Problem to solve:
Copy out the forum replies below word for word, from start to finish.

Page text:
───
Also, welcome to the world of men haha. My fiance rejects me half the time I try to initiate, it's a very common thing for men from what I have gathered. Just because we are men does not mean we will jump at the chance to get some, I have turned down women in the past (including my fiance) because I was tired or stressed or had a headache. Men can have headaches too, you know. As RP says, if it was a particularly harsh rejection then talk to him about it. If all he said was "No babe, I am just not up for it." then I wouldn't concern myself at all except to realize that he is human.

Good luck

kamakula

I always find these questions amusing given just how often women turn men down for sex and the one time it happens to them, clearly there is something afoot.

Britannia

Men are not sex machines. Sometimes, they really ARE too tired, or just plain not in the mood. They're just like women! Just like human beings! Who would've thunk?

Seriously, it's not something to become offended over. Try again some other time when he isn't distracted, stressed, or tired, and he will probably be thrilled that you're trying to put some spice into your relationship.

Tariana

Timing is usually the key. :)

silkysly

This is your husband & you only recently tried this? Am I missing something here? Seriously, WTF??

user-pic

Sucks when the shoe is on the other foot....welcome to a man's life.

user-pic

As a married woman, I recently had the same thing happen. I don't initiate sex that often (which BTW does NOT mean that I dont want to have sex), and I was rejected by my husband. It seems like everytime I DO initiate, he laughs at me (literally). He seems so shocked that I even asked. But, what I want to know is, how do you get over the feeling that he doesn't want you?
───
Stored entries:

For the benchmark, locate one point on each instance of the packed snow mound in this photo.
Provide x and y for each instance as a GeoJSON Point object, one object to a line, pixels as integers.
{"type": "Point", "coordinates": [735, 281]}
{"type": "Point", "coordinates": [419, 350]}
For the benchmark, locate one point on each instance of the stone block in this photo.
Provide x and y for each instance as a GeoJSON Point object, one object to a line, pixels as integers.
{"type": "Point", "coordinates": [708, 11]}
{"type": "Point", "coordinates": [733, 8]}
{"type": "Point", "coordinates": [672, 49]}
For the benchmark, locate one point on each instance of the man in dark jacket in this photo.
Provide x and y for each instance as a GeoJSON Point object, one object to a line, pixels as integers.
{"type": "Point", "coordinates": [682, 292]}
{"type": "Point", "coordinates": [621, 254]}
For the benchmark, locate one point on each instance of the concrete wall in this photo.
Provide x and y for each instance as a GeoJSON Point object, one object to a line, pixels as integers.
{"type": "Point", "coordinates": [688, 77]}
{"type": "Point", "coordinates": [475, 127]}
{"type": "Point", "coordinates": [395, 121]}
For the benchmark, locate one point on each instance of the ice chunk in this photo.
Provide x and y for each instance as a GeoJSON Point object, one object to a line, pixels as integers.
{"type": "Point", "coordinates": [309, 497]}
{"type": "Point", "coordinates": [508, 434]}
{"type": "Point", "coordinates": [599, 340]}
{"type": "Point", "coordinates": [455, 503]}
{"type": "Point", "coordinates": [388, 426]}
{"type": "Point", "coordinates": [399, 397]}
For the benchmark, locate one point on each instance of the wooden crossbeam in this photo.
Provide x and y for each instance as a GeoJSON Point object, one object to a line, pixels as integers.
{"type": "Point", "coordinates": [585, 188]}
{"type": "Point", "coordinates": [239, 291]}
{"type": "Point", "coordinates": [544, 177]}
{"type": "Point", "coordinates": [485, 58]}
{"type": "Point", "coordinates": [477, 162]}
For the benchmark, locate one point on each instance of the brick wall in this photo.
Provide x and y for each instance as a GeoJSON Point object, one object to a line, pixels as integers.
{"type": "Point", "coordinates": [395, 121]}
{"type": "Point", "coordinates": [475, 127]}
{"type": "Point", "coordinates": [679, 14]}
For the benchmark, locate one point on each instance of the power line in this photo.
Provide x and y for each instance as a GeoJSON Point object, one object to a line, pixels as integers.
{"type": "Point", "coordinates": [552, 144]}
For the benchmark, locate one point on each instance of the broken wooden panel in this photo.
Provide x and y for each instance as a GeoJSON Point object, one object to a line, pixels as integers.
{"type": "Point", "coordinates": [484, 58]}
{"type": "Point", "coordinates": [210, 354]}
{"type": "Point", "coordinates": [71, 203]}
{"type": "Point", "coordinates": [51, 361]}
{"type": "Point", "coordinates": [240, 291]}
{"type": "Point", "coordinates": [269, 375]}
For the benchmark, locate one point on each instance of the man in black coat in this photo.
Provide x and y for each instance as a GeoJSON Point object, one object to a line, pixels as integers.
───
Task answer:
Also, welcome to the world of men haha. My fiance rejects me half the time I try to initiate, it's a very common thing for men from what I have gathered. Just because we are men does not mean we will jump at the chance to get some, I have turned down women in the past (including my fiance) because I was tired or stressed or had a headache. Men can have headaches too, you know. As RP says, if it was a particularly harsh rejection then talk to him about it. If all he said was "No babe, I am just not up for it." then I wouldn't concern myself at all except to realize that he is human.

Good luck

kamakula

I always find these questions amusing given just how often women turn men down for sex and the one time it happens to them, clearly there is something afoot.

Britannia

Men are not sex machines. Sometimes, they really ARE too tired, or just plain not in the mood. They're just like women! Just like human beings! Who would've thunk?

Seriously, it's not something to become offended over. Try again some other time when he isn't distracted, stressed, or tired, and he will probably be thrilled that you're trying to put some spice into your relationship.

Tariana

Timing is usually the key. :)

silkysly

This is your husband & you only recently tried this? Am I missing something here? Seriously, WTF??

user-pic

Sucks when the shoe is on the other foot....welcome to a man's life.

user-pic

As a married woman, I recently had the same thing happen. I don't initiate sex that often (which BTW does NOT mean that I dont want to have sex), and I was rejected by my husband. It seems like everytime I DO initiate, he laughs at me (literally). He seems so shocked that I even asked. But, what I want to know is, how do you get over the feeling that he doesn't want you?